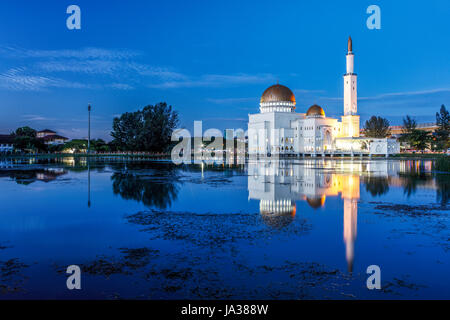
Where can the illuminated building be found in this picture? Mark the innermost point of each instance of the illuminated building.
(279, 130)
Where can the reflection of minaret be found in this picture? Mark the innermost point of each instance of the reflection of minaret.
(350, 225)
(350, 193)
(277, 213)
(350, 119)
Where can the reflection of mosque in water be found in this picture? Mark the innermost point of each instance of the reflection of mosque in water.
(279, 184)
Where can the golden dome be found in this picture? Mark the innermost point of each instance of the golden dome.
(315, 111)
(278, 93)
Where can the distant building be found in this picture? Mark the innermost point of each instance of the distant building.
(50, 137)
(45, 133)
(6, 143)
(397, 131)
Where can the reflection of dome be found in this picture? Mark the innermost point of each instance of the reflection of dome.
(277, 214)
(315, 111)
(278, 93)
(316, 203)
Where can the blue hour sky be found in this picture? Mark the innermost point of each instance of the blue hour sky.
(211, 60)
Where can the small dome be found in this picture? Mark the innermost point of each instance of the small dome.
(278, 93)
(315, 111)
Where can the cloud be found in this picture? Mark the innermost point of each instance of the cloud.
(406, 94)
(34, 117)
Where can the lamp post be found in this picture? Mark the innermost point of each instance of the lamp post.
(89, 130)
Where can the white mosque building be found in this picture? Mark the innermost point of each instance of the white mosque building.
(279, 130)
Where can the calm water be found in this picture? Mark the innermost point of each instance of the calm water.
(272, 230)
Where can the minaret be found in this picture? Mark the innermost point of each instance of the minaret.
(350, 82)
(350, 120)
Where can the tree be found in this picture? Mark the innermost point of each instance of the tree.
(25, 132)
(149, 129)
(25, 140)
(443, 130)
(377, 127)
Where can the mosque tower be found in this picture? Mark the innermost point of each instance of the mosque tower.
(350, 120)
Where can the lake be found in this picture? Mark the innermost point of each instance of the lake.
(281, 229)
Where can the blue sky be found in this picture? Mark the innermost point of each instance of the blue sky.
(211, 60)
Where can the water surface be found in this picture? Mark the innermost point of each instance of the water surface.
(297, 229)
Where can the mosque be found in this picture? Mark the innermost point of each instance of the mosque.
(279, 130)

######

— WHAT THIS TASK INVOLVES —
The entries are to be restated word for word, with pictures omitted.

— COMPLETED TASK —
Where can the illuminated building be found in this picture? Mark the innermost point of each instance of the illuminated building.
(279, 130)
Where can the reflection of minaret be found in this picture? Mark the innermost point of each instance of the reflection of minaret.
(350, 225)
(350, 193)
(277, 213)
(350, 119)
Where can the reflection of mosque in water be found in this picture? Mark the innermost point of each instance of the reflection of mosque in water.
(279, 184)
Where can the golden dome be found in this picture? Mark the innermost point of each instance of the golden dome.
(315, 111)
(278, 93)
Where can the distant building be found in this picture? Mark the innermost point of each instance of the distant building.
(50, 137)
(45, 133)
(6, 143)
(397, 131)
Where can the reflection of dome be found in this picture? Mark the innermost point of each instance of the reflection of dome.
(277, 214)
(315, 111)
(278, 93)
(316, 203)
Where can the blue hour sky be found in this picture? Mark the innermost point of each instance of the blue hour sky.
(211, 60)
Where can the small dome be found in this picture? Mark the innermost point of each instance of the small dome.
(278, 93)
(315, 111)
Where can the cloud be found in this picture? Mark the innermost point of each instance of the cloud.
(406, 94)
(34, 117)
Where can the lamp post be found in this picture? Mark the innermost point of each instance of the lamp post.
(89, 130)
Where can the white mosque building be found in this picture? Mark the innermost point of each instance of the white mosque building.
(279, 130)
Where can the calm water be found in this picture? Mark the innermost point of each instance of the calm water.
(272, 230)
Where can the minaret be found in this picture? Mark the innermost point of each instance of the minaret.
(350, 82)
(350, 120)
Where can the tree be found in this picture? Mark the innermost point of each instance of the tree.
(25, 132)
(149, 129)
(25, 140)
(443, 130)
(377, 127)
Where can the mosque tower be found in this picture? Mark the innermost point of each instance of the mosque tower.
(350, 120)
Where can the lake be found in this picture? Mark the innermost point of each instance of the lake.
(281, 229)
Where can the blue sky be found in this picture? Mark the innermost point of each instance of the blue sky.
(211, 60)
Where can the water surface be found in this picture? Mark the innermost point of each instance of the water surface.
(297, 229)
Where can the mosque be found in this picture? Mark the innermost point of each instance of the mosque.
(279, 130)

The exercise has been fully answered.